PROBLEM 1. Please locate every line in the records that contains the word "finger" and copy each of those lines out. Case counts.

□ □ □ □

# Sub Out from Corner



## hjones4841 (Jan 21, 2009)

I know the plusses and minuses of putting a sub in a room corner. My question is how far can a sub be pulled out into the room (away from the corner) before there is a measureable loss of the additonal room gain that comes from corner location? Any idea of how far out it would have to be to equal putting the sub only against the middle of the wall.

Again, I am not asking about the excitation of additional room modes, only the additional room gain from corner location. Thanks.


----------



## tonyvdb (Sep 5, 2007)

My understanding is that any farther out than 4' you start to loose the gain advantage of having it in the corner.


----------



## GregBe (Apr 20, 2006)

In your situation, I wouldn't be overly worried about losing the room gain that corner placement affords. You are getting 4 killer subs in a pretty small room. I would figure out how to use REW, and go for the most even frequency response over the most seats. I would be shocked if you had any issue with SPL in your situation.:hsd:


----------



## hjones4841 (Jan 21, 2009)

GregBe: I understand completely and have used REW quite a bit - in fact I am using it now to locate a position in the back of the room for the Velodyne. I am just exploring options as to where to try the new ones first to minimize moving them around.


----------



## GregBe (Apr 20, 2006)

I certainly understand that. I would be doing the same thing if I were you. The wait must be killing you. That is going to be some sweet bass.


----------



## hjones4841 (Jan 21, 2009)

I am sure I will be moving them around some, but with back problems  the fewer moves the merrier:yes:


----------



## Wayne A. Pflughaupt (Apr 13, 2006)

Want to borrow my dolly? 

Regards,
Wayne


----------



## hjones4841 (Jan 21, 2009)

Sure, send Dolly over. Is she your girlfriend, sister? :heehee:

Of course, the divorce attorney would be the next one to send over...:bigsmile:


----------

□ □ □ □

PROBLEM 2. In the subwoofer thread, why does GregBe advise against worrying much about losing the room gain from corner placement? Answer in one to three sentences.

□ □ □ □

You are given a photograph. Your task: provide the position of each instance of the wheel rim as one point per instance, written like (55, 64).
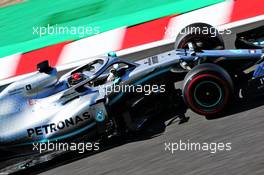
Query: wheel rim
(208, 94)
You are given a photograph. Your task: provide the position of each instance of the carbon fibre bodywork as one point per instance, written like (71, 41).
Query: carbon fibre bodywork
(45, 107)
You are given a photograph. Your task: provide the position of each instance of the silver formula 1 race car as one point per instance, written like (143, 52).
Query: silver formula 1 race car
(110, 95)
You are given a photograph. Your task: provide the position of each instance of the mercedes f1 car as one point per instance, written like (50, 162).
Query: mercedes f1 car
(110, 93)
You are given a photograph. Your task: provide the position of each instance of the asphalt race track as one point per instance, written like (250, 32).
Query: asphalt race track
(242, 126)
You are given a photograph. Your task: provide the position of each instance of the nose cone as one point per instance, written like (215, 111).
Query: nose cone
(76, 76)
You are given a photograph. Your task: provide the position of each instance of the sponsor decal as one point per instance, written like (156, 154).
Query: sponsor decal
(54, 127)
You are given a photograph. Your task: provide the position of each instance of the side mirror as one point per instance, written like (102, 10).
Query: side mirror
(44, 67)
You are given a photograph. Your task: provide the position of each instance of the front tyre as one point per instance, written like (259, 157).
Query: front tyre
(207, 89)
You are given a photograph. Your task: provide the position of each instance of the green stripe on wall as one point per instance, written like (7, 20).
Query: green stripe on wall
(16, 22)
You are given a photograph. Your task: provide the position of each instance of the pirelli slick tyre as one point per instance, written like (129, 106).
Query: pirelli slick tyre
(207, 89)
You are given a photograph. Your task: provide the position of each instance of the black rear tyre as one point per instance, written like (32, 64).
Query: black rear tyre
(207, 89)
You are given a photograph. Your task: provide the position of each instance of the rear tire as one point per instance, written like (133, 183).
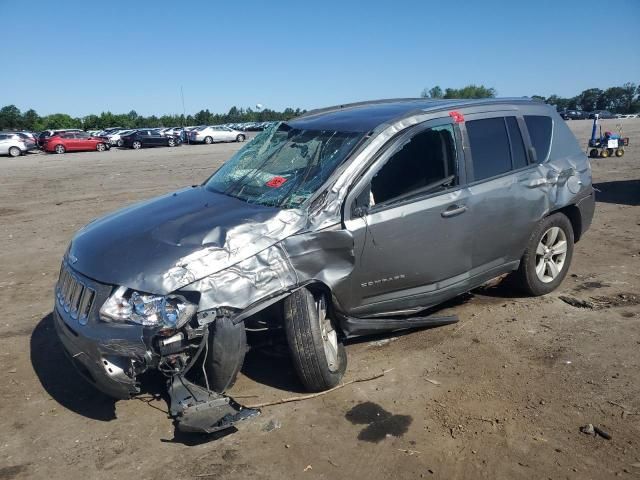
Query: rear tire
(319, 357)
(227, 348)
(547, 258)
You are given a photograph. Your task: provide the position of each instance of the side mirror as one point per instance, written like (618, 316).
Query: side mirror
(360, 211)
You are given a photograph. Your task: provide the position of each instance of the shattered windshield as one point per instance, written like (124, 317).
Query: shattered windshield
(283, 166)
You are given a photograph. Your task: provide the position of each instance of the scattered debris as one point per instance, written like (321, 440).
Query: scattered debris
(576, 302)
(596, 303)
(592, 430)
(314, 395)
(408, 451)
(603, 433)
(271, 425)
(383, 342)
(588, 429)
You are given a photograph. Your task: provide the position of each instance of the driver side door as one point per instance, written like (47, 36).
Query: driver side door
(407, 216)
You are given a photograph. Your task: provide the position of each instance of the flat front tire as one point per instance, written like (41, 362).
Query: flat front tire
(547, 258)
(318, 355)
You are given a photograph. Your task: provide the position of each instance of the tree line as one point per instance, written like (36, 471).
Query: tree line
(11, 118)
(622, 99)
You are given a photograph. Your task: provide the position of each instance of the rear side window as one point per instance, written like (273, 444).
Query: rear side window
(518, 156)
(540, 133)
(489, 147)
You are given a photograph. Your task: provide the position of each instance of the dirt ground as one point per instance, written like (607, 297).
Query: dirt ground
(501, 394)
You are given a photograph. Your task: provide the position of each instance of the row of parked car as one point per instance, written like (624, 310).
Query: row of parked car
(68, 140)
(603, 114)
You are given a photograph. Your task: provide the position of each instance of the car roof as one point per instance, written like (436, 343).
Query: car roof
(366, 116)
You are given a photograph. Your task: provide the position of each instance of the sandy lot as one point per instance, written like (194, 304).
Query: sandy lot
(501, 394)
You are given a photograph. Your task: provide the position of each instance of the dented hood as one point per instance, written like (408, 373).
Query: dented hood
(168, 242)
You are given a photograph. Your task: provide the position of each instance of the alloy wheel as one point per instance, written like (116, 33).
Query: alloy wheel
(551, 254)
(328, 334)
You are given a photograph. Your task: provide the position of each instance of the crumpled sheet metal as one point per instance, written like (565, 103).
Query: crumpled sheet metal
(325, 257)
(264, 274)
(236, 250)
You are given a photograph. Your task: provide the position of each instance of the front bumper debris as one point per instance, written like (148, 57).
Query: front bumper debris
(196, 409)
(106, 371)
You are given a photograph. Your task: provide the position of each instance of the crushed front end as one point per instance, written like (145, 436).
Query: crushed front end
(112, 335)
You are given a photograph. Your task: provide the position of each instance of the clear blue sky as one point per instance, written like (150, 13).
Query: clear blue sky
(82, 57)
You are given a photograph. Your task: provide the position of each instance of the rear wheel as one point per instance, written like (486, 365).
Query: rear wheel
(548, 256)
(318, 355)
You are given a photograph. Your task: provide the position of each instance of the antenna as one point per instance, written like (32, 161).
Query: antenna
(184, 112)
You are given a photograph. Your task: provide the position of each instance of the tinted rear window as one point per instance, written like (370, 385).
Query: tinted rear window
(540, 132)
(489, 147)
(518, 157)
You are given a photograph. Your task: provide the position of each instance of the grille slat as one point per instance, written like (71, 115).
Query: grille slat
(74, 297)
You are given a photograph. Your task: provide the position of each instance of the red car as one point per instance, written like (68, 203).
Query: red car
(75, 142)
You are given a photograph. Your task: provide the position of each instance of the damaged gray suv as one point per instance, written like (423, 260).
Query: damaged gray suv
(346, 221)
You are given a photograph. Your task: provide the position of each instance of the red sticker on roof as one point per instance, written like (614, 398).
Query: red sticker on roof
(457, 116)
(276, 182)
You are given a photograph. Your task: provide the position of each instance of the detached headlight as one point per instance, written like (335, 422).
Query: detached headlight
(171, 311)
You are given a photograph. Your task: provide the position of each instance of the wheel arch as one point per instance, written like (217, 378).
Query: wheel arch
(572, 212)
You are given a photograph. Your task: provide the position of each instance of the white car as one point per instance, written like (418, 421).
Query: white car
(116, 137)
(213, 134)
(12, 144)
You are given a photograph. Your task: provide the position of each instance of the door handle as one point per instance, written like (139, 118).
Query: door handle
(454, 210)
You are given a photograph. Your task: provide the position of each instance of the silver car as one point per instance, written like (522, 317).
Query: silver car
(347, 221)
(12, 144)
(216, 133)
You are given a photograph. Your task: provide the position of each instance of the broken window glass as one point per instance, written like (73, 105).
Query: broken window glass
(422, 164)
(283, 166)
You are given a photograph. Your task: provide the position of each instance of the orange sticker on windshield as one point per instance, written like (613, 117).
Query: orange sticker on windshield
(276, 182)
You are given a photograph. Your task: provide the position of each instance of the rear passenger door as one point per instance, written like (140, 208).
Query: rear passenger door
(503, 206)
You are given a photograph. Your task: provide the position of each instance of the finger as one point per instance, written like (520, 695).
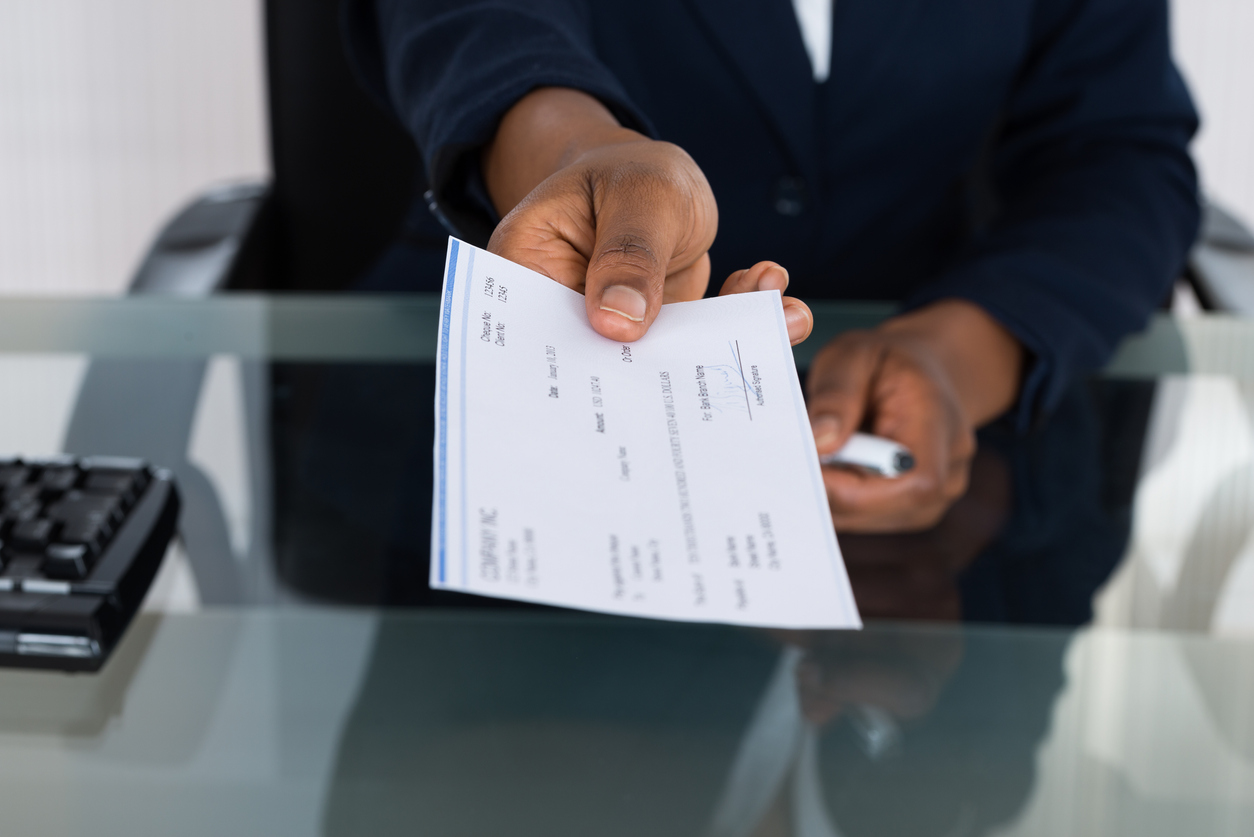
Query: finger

□ □ □ □

EXERCISE ANSWER 1.
You are given a photograph. Your task: provide the position of each instance of the finger as one point per instance, written like (520, 695).
Query: finger

EXERCISE ANSWER 2. GregBe points out that the poster is getting four killer subs in a pretty small room, so giving up the corner's extra room gain shouldn't matter. GregBe would be shocked if SPL were an issue in that situation and suggests using REW to get the most even frequency response over the most seats instead.